特別講演などにも注目すべき話題が

 午後一番に始まったシンポジウムは、同センターと共同研究の体制下にある大学や病院などの関係者からも、多彩な演題の発表があった。そのため、予定の時刻を過ぎても議論が続くなど、関係者の熱の入れ方が伝わってきた。時間不足は、それに続く懇親会へまで持ち込まれるというような状況だった。

 今回のシンポジウムの中でも、とりわけ注目すべき特別講演があった。共同開発団体として活動する上海交通大学の呂宝粮教授によるものだ。タイトルは“Emotion Recognition and Driving Fatigue Detection from EEG”。つまり脳波解析によりドライバーの情緒変化や疲れを評価しようとの試みである。

 最近の中国の交通事故による死者は年間7万5000人にも達し、その防止策が社会問題として浮上しているという背景がある。その対応策を検討して、長年にわたり脳波の解析を中心とした研究の成果が実になりつつある。

課題 1 ->
シンポジウムに関する文章を読み、次の問いに答えなさい。
(a) 特別講演を行ったのは誰か。
(b) 時間不足はどこまで持ち込まれたか。
(c) 中国の交通事故による死者は年間何人に達しているか。
課題 2 -> シンポジウムに関する文章のうち、「特別講演などにも注目すべき話題が」から「究の成果が実になりつつある。」までを、両端を含めてそのまま書き記しなさい。
課題 3 -> シンポジウムに関する文章を、最後の文の後から書き継ぎなさい。

リスト抜粋 ->
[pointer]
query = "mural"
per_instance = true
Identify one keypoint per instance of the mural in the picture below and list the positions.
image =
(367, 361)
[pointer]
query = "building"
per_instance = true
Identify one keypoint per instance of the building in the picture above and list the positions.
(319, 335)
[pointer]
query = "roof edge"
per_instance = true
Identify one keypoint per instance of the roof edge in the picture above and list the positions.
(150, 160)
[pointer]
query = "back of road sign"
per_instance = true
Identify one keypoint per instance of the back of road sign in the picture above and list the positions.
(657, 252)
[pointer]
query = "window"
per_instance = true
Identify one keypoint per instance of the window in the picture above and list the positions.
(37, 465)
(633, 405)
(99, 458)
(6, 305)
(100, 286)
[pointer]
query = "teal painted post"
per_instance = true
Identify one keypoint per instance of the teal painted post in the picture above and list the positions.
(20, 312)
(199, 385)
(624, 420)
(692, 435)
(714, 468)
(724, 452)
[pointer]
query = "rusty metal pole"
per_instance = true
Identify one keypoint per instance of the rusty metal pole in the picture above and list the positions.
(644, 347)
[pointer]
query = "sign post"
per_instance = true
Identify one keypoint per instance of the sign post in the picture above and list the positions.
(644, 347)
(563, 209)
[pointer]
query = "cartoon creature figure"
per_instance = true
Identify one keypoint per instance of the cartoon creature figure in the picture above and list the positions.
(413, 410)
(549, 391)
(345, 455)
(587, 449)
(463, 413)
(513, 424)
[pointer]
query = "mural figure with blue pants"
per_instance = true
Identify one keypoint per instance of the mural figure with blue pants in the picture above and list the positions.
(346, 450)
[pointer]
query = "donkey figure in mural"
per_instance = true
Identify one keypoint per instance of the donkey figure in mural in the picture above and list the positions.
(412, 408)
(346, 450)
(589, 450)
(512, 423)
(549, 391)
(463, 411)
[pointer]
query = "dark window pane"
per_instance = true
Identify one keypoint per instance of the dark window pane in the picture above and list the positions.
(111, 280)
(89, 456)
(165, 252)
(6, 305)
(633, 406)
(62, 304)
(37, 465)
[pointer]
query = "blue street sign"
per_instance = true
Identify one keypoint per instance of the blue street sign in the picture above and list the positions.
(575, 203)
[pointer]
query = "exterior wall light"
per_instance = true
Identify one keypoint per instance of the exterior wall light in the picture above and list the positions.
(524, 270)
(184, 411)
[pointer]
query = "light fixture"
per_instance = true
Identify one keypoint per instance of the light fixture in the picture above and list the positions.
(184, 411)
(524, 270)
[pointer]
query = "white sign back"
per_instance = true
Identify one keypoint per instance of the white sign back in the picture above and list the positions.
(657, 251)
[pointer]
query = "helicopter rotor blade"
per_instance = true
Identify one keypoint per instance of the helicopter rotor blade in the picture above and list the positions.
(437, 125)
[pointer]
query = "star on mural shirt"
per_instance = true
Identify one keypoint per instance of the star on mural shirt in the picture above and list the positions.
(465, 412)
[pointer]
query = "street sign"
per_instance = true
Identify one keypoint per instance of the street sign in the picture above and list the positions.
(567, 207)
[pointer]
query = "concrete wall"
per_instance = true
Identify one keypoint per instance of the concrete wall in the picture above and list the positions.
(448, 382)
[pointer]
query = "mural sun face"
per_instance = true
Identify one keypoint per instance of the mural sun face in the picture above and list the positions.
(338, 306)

解答欄 1 ->
(a) 上海交通大学の呂宝粮教授
(b) 懇親会
(c) 7万5000人

解答欄 2 ->
特別講演などにも注目すべき話題が

 午後一番に始まったシンポジウムは、同センターと共同研究の体制下にある大学や病院などの関係者からも、多彩な演題の発表があった。そのため、予定の時刻を過ぎても議論が続くなど、関係者の熱の入れ方が伝わってきた。時間不足は、それに続く懇親会へまで持ち込まれるというような状況だった。

 今回のシンポジウムの中でも、とりわけ注目すべき特別講演があった。共同開発団体として活動する上海交通大学の呂宝粮教授によるものだ。タイトルは“Emotion Recognition and Driving Fatigue Detection from EEG”。つまり脳波解析によりドライバーの情緒変化や疲れを評価しようとの試みである。

 最近の中国の交通事故による死者は年間7万5000人にも達し、その防止策が社会問題として浮上しているという背景がある。その対応策を検討して、長年にわたり脳波の解析を中心とした研究の成果が実になりつつある。

解答欄 3 ->
 注目したのは、これまでの脳波解析ではあまり使われていないγ波までその対象に入れているという事実。これまでは高い周波数帯にあるβ波が上限で、その上のγ波領域(おおむね26~70Hz)の解析は行われていなかった。ところが、この領域は高次精神活動と直結するといわれ、これまでの低域部分だけでない広範囲の脳波解析によって、情緒や疲れのレベルと結びつけられそう、という研究だ。

 現時点での結果によれば、検出率が70~80%程度まで高まっており、あと2年以内には実用機が市販できそうとの見通しも述べられた。

 本件は演題の一例だが、これ以外にも、東北大学大学院の出江紳一教授から「末梢神経磁気刺激装置」の製品化例や、興味ある最新技術の紹介など話題満載というシンポジウムだった。